- [Records supplied]

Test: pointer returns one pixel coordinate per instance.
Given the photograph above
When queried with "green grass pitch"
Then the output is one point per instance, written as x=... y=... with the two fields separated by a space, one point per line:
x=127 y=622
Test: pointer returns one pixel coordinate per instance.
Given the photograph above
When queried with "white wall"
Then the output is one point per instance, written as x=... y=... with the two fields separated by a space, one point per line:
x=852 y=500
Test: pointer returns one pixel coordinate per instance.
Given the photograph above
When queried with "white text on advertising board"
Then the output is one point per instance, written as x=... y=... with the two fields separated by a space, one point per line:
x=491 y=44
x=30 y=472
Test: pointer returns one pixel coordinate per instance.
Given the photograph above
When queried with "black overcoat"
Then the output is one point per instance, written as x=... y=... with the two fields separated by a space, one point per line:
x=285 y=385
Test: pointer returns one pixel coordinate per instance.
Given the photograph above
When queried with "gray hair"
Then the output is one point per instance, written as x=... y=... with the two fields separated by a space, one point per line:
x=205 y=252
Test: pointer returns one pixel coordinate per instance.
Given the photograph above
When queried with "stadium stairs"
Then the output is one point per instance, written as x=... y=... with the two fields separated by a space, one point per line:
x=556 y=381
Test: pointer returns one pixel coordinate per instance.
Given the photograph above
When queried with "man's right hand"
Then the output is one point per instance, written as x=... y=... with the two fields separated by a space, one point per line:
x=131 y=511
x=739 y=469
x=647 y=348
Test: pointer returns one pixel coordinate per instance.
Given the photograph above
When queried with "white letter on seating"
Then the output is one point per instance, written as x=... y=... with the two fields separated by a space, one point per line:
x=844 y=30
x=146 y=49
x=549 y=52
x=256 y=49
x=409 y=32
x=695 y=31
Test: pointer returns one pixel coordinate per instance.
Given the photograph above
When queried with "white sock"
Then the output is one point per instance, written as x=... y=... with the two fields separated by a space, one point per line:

- [Task directions]
Generate an exact reproduction of all entries.

- [Final answer]
Test: pointer returns one pixel coordinate per instance.
Given the photograph above
When queried with "green grass pitch"
Then the output is one point per instance, written as x=... y=... with the two fields separated by a space, one point per line:
x=127 y=622
Test: pointer returns one pixel coordinate per instance.
Given the photograph above
When queried with "white wall"
Then the output is one point per instance, written as x=... y=... with the two fields separated by a space, one point per line:
x=852 y=500
Test: pointer returns one pixel coordinate per instance.
Given the photograph above
When queried with "white text on advertising board"
Then the output is one point per instance, written as x=... y=... with the two fields separated by a space, one point per line:
x=491 y=44
x=30 y=472
Test: pointer returns one pixel coordinate per instance.
Given the photograph above
When queried with "black overcoat"
Then the output is one point per instance, written as x=... y=... with the two fields separated by a space, one point per line:
x=285 y=385
Test: pointer returns one pixel coordinate per instance.
Given the photograph above
When queried with "gray hair"
Then the output is one point per instance, written as x=... y=... with the two fields separated by a space, one point per line:
x=205 y=252
Test: pointer returns one pixel coordinate per instance.
Given the photograph above
When queried with "stadium stairs"
Then the output is one point per instance, written as x=... y=... with the two fields separated by a space, one point per line:
x=556 y=381
Test: pointer returns one pixel coordinate per instance.
Given the photograph above
When queried with "man's right hand"
Then the output is one point per instance, written as x=... y=... with the two fields separated by a space, one point per line:
x=131 y=511
x=739 y=469
x=647 y=348
Test: pointer returns one pixel coordinate per instance.
Given the photograph above
When queried with "white letter on seating"
Then the output is one point per instance, written as x=... y=... with the two fields separated by a space, one point per line:
x=844 y=30
x=146 y=49
x=549 y=52
x=256 y=49
x=409 y=32
x=695 y=31
Test: pointer returns one pixel coordinate per instance.
Given the photograph above
When queried with "white sock"
Then the output is one point per instance, written as x=... y=... with the two fields separated by a space, one point per line:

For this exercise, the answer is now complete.